# Exercise instructions
Each record should be copied exactly into the answer, and no picture should go with it.

# Supplied material
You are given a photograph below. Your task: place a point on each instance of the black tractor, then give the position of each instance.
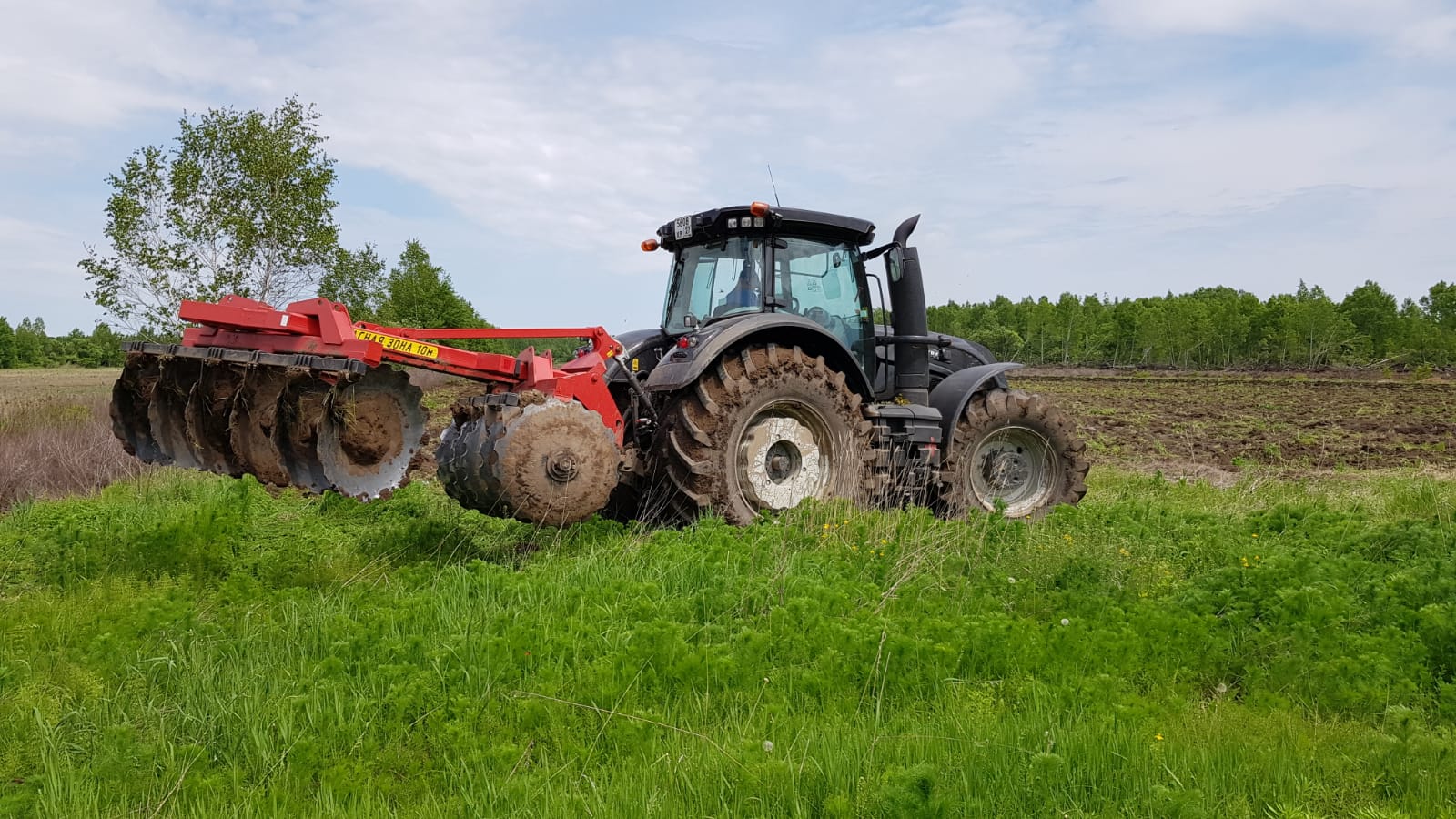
(772, 382)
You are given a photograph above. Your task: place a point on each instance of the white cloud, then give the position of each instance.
(1411, 28)
(1046, 153)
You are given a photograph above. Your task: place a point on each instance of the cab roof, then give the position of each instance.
(781, 222)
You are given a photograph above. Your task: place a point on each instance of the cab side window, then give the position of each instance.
(817, 280)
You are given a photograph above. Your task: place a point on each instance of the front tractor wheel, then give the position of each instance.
(1016, 450)
(764, 429)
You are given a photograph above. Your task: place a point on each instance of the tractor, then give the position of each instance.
(779, 373)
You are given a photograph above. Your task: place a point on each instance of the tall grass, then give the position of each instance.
(55, 445)
(194, 646)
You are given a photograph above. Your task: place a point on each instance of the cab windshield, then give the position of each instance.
(715, 280)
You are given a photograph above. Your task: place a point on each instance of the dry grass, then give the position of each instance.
(56, 435)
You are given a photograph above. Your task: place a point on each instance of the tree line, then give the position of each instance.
(240, 203)
(1216, 329)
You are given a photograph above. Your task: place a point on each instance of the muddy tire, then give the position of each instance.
(763, 429)
(1016, 450)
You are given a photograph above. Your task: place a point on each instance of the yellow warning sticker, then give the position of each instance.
(395, 344)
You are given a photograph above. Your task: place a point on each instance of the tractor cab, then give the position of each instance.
(749, 259)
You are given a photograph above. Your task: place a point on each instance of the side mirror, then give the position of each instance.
(893, 263)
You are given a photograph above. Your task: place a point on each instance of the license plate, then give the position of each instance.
(395, 344)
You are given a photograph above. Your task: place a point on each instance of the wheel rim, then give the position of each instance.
(784, 457)
(1016, 467)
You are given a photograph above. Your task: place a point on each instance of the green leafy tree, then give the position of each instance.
(1441, 305)
(31, 341)
(420, 293)
(106, 346)
(238, 205)
(356, 278)
(7, 358)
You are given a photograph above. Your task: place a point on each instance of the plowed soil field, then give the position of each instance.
(1208, 424)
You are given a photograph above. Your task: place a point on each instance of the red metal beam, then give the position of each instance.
(319, 327)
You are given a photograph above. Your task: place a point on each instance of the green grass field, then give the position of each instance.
(193, 646)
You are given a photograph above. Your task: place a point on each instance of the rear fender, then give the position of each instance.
(683, 365)
(953, 394)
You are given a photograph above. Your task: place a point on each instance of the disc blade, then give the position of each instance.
(167, 411)
(251, 424)
(130, 398)
(370, 431)
(300, 411)
(207, 417)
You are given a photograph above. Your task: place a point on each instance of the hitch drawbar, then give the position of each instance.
(305, 397)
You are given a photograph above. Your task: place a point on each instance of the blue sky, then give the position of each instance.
(1121, 147)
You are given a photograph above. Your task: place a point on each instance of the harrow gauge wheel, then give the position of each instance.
(541, 460)
(1016, 450)
(370, 431)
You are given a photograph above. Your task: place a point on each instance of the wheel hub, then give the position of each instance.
(1016, 467)
(779, 462)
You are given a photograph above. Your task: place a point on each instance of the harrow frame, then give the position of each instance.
(319, 336)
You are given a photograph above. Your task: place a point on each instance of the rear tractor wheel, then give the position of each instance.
(764, 429)
(1016, 450)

# Output of the task
You are given a photograph below. Your task: place a point on each instance of the black tractor, then give the position of each instance.
(772, 382)
You are given a photograph above. Your task: place a point on each instance of the white cloud, then give the position of each instance.
(1411, 28)
(1046, 153)
You are given a photograph above. Your task: place a point on each instance of the cab roof, then give the position of each instance.
(781, 222)
You are given a photograph above. Your task: place a point on each instance of the cab side window, then give the position of each instance.
(817, 280)
You are given a photograph above. Your task: place a point on each instance of the front tractor wheel, then give the position of each instance.
(1016, 450)
(764, 429)
You are given a photograph above. Your task: place a point on each instance of the tractor, then give the position of each instance.
(779, 373)
You are given a photograph above. Your task: place a point on each instance of the tall grass, then give the position of each instance.
(55, 445)
(194, 646)
You are given a photograph above. Your task: place a point on each instance of the cab windshield, then give the position of each instance.
(715, 280)
You are given a photograph above. Your task: place a point on each instance of the dry grass, then give the position of each instance.
(56, 435)
You are given a photograph above. Your task: place a point on each instance of the tree line, then give the position of each instance.
(240, 203)
(1216, 329)
You are given a photograph above. Your task: place a point on each instance of the muddy tire, then give the position of each instance.
(763, 429)
(1016, 450)
You are given a photograph above. Your task: place a point on each instance of the yellow warning sticker, then give the position of each instance.
(395, 344)
You are given a photograph above. Your task: place a point on each instance of the tractor cab, then give the position of each instance.
(749, 259)
You are given a photograph above. Your task: place a point on each instance of the side mirror, then give the position of each instance.
(893, 263)
You are given a photograph above. Your task: place a point on each instance of the license plate, then give the position of each instance.
(395, 344)
You are given a photograph above. Your task: place a point on each instance of the wheel rim, then give the position of each instance.
(784, 457)
(1016, 467)
You are given a photograph above. Your task: place a point on each instance of the green leafy tree, then give the position of each instance.
(1441, 305)
(31, 341)
(420, 293)
(106, 346)
(238, 205)
(356, 278)
(7, 358)
You are given a photograph above. Your task: place a point on each instance of the plowed soil field, then give the position of each instance.
(1208, 424)
You are given a photograph above. Your task: place a point on each instance of the red metal beam, then give the position of each instance.
(319, 327)
You are given a photograph above. Your task: place a point on each instance of the green grass field, then give the position of each instance.
(193, 646)
You are given a photograph above. Your task: place a point on each instance of the rear fender, then give the position of each instance.
(683, 365)
(953, 394)
You are given a photograph above. Your task: place a point on each instance of the disc blade, then give the position of each instance.
(167, 411)
(251, 424)
(130, 398)
(370, 431)
(300, 411)
(207, 417)
You are given a photograph above. Your task: place a point on each instance of the hitch drawbar, then give the position of each instance.
(305, 397)
You are given a photograph above. Your task: place a point on each instance of the blue sky, then give the position of each instance.
(1121, 147)
You are given a photograph above. Your task: place a point on each instance of the harrow gauge wheel, then give the position of each instance.
(541, 460)
(1016, 450)
(370, 431)
You are given a photograph above. Your task: place a point on each instance of the wheel hub, then give the position of each instance.
(1016, 467)
(779, 462)
You are given a photograph above. Your task: place a point on each instance of the harrow frame, then give the position of each instance.
(319, 336)
You are given a photograph above. Your task: place a point on each instance of the rear tractor wheel, then give the position of each instance.
(764, 429)
(1016, 450)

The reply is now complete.